Линии и окружности

Арви Пертту
Что это – статья или эссе? Мемуары? Очерк развития генеральных линий российской цензуры? Синопсис романа? Не хочу рассуждать об этом, хочу просто рассказать историю трех товарищей, которые вместе начинали писать в 70-е годы. Мы все начинали по-русски, потому что жили в СССР.

Я не хочу называть настоящих имен, поскольку это не документ. Пусть имя поэта будет Николай, а имя драматурга Сергей. В остальном все здесь рассказанное соответствует действительности по крайней мере в той степени, что я сам правильно помню.

Кости юности

«Вы не понимаете, к чему это может привести!» гремел директор. – «Сегодня вы издаете подпольный поэтический журнал, завтра вступите в антисоветскую организацию, а послезавтра будете мечтать о поражении нашей Родины! Если каждый начнет издавать запрещенные стихи, рухнет вся наша Идея!»

(ИМЕЮЩИЕСЯ ДАННЫЕ)
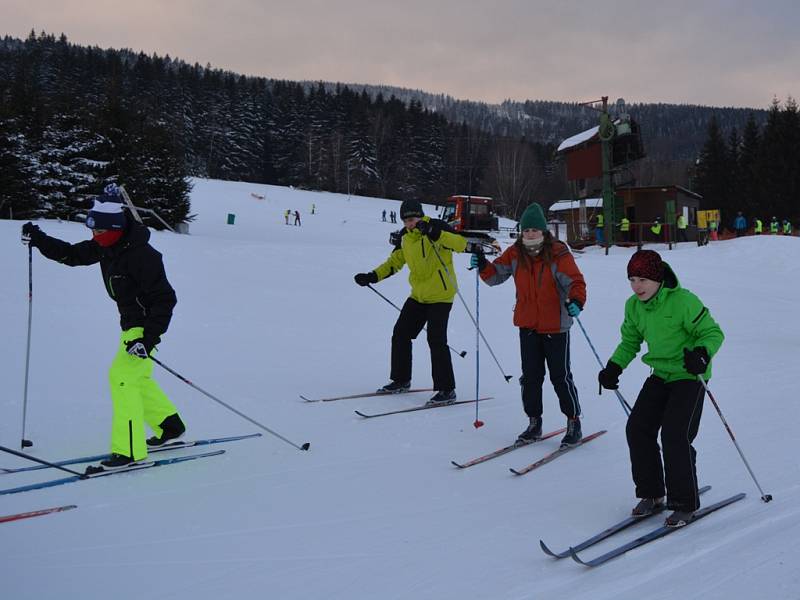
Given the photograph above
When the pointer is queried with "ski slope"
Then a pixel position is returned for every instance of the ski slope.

(ЗАДАНИЕ) Обновите фрагмент текста, начиная со слов «Линии и окружности» и далее до слов «жили в СССР.» включительно. В нем замените «товарищей» на «друзей».

(ПИСЬМЕННОЕ РЕШЕНИЕ)
Линии и окружности

Арви Пертту
Что это – статья или эссе? Мемуары? Очерк развития генеральных линий российской цензуры? Синопсис романа? Не хочу рассуждать об этом, хочу просто рассказать историю трех друзей, которые вместе начинали писать в 70-е годы. Мы все начинали по-русски, потому что жили в СССР.